- [Instructions for the task]: Go through the records below and copy out each line that contains the string "snow".

- [Raw records]:
= = =

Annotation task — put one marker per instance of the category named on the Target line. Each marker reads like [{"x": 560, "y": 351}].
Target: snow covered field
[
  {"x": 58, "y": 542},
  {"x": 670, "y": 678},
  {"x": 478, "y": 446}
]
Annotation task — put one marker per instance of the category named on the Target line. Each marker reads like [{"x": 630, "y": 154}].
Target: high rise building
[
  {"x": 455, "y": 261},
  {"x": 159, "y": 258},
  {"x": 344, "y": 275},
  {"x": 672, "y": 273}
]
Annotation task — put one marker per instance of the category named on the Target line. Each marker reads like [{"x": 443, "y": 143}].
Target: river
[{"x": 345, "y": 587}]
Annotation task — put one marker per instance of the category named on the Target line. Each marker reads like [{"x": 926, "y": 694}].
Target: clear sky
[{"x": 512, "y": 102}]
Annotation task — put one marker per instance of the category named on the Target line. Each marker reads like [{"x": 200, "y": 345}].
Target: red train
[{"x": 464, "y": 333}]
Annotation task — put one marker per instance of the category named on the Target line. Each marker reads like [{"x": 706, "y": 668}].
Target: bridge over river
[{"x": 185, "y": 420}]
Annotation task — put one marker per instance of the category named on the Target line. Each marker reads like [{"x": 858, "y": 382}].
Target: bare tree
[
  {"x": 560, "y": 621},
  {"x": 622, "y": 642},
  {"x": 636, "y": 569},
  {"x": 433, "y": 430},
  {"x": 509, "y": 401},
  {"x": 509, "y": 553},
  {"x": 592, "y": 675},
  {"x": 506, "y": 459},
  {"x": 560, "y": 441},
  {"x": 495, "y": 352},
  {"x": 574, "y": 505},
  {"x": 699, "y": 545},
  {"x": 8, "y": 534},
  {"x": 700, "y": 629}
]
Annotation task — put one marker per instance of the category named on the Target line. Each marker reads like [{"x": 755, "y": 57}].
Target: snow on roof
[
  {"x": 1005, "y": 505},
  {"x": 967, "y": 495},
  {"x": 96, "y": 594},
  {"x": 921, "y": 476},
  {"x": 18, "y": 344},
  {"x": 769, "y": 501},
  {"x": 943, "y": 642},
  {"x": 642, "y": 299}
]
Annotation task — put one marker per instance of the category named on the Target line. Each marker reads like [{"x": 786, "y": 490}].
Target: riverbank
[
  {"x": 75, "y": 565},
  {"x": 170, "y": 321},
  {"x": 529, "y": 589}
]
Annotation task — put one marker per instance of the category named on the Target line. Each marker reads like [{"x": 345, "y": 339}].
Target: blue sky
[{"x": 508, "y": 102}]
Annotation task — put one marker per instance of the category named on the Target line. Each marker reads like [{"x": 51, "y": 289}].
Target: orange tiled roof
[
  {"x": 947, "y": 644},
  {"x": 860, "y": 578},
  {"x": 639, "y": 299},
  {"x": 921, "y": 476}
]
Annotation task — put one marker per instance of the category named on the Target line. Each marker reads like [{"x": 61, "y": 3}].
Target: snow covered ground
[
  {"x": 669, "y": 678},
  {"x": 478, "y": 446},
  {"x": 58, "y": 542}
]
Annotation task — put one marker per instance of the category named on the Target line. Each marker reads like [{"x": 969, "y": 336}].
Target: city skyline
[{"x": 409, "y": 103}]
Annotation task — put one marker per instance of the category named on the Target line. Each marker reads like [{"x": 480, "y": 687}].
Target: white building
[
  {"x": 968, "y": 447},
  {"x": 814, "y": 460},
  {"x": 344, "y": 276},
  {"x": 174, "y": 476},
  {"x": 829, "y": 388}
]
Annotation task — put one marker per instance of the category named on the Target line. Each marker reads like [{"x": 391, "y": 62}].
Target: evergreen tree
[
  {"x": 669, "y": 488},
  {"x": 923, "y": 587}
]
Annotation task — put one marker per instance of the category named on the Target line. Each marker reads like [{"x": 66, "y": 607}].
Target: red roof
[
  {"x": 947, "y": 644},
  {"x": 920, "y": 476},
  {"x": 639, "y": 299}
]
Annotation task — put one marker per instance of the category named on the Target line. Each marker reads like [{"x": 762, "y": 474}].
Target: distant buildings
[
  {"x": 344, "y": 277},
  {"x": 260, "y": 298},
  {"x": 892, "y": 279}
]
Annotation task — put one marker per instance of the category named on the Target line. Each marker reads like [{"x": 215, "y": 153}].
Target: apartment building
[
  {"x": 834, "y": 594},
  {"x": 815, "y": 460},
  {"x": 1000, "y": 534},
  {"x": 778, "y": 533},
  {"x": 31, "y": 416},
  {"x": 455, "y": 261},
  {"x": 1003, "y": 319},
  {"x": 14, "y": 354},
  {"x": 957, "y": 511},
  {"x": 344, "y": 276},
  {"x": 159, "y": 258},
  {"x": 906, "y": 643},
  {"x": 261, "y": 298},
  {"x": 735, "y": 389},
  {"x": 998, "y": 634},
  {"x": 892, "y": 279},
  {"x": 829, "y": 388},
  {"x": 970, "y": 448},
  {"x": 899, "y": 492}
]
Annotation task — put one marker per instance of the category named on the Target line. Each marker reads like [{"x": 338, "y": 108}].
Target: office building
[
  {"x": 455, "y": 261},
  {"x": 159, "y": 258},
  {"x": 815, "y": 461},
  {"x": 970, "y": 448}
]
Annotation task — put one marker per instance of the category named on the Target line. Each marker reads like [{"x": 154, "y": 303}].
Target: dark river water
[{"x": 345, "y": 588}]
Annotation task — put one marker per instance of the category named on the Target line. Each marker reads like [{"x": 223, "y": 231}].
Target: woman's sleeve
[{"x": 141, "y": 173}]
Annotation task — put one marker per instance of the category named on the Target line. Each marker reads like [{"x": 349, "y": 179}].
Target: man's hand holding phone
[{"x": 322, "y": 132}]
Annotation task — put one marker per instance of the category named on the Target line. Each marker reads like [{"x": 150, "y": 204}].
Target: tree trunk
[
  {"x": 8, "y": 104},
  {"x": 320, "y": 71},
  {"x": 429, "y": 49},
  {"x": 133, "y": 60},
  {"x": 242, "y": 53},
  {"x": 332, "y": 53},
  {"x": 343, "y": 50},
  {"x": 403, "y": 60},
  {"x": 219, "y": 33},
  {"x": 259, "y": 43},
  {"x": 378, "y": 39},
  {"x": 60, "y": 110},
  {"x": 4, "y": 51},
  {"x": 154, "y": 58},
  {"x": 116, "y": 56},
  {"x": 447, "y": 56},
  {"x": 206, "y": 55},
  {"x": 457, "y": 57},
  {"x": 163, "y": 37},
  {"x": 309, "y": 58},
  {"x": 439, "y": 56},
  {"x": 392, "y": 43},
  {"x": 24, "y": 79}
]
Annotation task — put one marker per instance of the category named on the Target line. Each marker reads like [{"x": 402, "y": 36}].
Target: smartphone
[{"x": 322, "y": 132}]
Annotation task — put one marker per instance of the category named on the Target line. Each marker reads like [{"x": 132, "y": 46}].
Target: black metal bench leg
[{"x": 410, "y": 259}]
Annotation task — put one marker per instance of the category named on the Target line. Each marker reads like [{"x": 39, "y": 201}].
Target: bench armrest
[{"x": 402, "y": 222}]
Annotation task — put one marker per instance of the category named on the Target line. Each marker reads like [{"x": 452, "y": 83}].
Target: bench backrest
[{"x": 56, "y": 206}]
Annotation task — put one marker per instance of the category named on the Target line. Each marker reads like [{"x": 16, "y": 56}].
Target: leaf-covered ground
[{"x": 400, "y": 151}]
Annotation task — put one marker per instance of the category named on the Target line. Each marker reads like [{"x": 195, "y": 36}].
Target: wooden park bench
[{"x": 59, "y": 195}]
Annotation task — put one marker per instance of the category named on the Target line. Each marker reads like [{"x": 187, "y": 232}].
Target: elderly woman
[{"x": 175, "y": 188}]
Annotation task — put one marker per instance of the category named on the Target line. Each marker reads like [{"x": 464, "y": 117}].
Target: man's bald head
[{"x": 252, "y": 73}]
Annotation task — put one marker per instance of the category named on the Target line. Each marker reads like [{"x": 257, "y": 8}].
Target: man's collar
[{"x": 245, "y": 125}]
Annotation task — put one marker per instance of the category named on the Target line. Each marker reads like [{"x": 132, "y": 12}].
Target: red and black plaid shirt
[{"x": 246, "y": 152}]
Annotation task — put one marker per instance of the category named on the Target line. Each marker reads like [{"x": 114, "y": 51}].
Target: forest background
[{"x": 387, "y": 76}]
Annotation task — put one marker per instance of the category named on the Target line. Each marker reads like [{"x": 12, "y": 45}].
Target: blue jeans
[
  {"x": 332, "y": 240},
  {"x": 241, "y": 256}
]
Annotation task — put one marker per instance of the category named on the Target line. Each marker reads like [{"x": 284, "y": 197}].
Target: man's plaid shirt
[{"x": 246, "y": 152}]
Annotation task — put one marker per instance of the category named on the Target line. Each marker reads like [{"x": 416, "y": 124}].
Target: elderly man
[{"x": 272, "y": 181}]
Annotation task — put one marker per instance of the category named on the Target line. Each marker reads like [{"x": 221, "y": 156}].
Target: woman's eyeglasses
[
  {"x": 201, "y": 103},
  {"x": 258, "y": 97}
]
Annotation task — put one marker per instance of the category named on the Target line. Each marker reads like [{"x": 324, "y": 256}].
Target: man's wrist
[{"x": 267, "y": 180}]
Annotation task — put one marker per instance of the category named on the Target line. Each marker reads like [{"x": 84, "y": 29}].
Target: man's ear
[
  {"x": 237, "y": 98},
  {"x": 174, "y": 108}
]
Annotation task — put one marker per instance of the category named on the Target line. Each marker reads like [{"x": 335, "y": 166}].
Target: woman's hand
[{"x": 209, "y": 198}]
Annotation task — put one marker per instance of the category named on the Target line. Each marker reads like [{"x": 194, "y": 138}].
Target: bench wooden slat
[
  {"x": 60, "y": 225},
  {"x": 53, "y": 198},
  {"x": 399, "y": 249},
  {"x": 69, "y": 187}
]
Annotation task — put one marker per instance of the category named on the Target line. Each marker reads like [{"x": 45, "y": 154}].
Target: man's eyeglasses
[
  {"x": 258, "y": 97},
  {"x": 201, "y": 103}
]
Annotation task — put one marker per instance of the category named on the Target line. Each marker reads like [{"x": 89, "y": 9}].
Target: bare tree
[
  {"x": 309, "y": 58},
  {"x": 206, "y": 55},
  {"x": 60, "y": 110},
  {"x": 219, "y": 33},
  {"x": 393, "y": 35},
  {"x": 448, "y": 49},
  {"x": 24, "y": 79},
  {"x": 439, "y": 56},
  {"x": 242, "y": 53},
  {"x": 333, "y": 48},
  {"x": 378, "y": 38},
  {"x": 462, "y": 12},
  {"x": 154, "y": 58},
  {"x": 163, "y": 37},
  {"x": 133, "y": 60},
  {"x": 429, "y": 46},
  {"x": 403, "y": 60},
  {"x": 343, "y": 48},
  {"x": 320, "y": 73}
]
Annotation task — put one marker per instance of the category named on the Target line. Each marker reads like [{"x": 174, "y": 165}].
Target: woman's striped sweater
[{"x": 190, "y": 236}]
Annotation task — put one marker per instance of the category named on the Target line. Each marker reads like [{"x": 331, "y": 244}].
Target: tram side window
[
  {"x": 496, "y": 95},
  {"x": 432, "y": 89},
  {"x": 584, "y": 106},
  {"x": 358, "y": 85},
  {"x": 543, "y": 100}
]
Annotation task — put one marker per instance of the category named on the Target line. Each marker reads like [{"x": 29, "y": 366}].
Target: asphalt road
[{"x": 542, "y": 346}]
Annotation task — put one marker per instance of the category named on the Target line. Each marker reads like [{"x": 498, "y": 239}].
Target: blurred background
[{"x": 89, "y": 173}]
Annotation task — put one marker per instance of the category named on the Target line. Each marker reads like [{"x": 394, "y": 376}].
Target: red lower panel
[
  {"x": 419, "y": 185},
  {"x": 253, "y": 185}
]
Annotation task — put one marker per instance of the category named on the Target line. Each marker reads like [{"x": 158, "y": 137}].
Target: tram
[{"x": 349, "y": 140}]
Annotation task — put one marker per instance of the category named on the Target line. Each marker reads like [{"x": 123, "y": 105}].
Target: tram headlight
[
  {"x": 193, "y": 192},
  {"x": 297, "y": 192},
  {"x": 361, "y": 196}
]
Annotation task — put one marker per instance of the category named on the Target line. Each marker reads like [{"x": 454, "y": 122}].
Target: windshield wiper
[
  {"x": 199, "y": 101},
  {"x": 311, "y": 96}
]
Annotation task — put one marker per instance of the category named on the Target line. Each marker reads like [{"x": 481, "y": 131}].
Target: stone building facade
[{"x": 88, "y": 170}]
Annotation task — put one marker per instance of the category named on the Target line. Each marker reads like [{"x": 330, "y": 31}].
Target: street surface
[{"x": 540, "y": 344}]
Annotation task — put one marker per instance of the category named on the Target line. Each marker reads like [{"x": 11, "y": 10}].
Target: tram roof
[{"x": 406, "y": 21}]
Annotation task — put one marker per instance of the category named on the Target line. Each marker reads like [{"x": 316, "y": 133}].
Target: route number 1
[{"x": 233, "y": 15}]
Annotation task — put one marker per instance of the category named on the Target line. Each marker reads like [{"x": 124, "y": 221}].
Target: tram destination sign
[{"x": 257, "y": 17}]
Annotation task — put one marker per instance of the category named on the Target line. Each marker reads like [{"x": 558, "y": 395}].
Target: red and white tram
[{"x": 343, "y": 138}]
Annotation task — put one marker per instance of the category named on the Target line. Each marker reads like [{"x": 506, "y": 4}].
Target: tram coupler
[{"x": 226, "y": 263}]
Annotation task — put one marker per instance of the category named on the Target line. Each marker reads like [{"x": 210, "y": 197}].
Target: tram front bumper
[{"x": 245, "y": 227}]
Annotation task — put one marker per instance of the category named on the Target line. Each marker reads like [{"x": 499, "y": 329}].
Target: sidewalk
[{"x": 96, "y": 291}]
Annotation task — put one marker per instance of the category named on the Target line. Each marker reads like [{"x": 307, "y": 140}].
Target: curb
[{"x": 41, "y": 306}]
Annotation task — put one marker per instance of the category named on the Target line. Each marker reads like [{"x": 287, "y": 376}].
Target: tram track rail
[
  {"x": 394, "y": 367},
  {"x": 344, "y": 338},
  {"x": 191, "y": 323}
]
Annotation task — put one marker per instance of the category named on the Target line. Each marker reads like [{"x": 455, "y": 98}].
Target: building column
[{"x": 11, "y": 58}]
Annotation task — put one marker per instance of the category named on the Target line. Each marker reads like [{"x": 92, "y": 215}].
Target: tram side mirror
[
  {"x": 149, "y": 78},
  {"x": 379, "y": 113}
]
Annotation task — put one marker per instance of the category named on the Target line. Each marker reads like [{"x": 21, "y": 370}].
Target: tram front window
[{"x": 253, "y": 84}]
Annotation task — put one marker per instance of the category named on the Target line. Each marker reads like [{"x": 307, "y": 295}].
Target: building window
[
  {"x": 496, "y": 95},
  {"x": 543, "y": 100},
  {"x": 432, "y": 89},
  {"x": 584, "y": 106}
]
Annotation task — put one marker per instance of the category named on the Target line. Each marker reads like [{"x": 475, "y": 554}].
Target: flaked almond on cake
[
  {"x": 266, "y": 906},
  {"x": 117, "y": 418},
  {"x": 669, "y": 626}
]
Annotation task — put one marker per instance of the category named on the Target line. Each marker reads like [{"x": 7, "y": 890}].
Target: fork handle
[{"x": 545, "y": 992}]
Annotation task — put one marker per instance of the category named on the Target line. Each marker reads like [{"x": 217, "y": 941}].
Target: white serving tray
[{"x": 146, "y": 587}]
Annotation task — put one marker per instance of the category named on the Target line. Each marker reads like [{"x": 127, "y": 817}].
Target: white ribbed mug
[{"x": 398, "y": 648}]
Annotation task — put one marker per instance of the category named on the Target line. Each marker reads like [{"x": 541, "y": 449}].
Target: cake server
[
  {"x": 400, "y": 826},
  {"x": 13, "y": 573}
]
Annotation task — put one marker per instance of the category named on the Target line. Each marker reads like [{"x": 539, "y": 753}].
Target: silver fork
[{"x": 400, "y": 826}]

= = =

- [Problem solution]:
Target: snow covered field
Target: snow on roof
Target: snow covered ground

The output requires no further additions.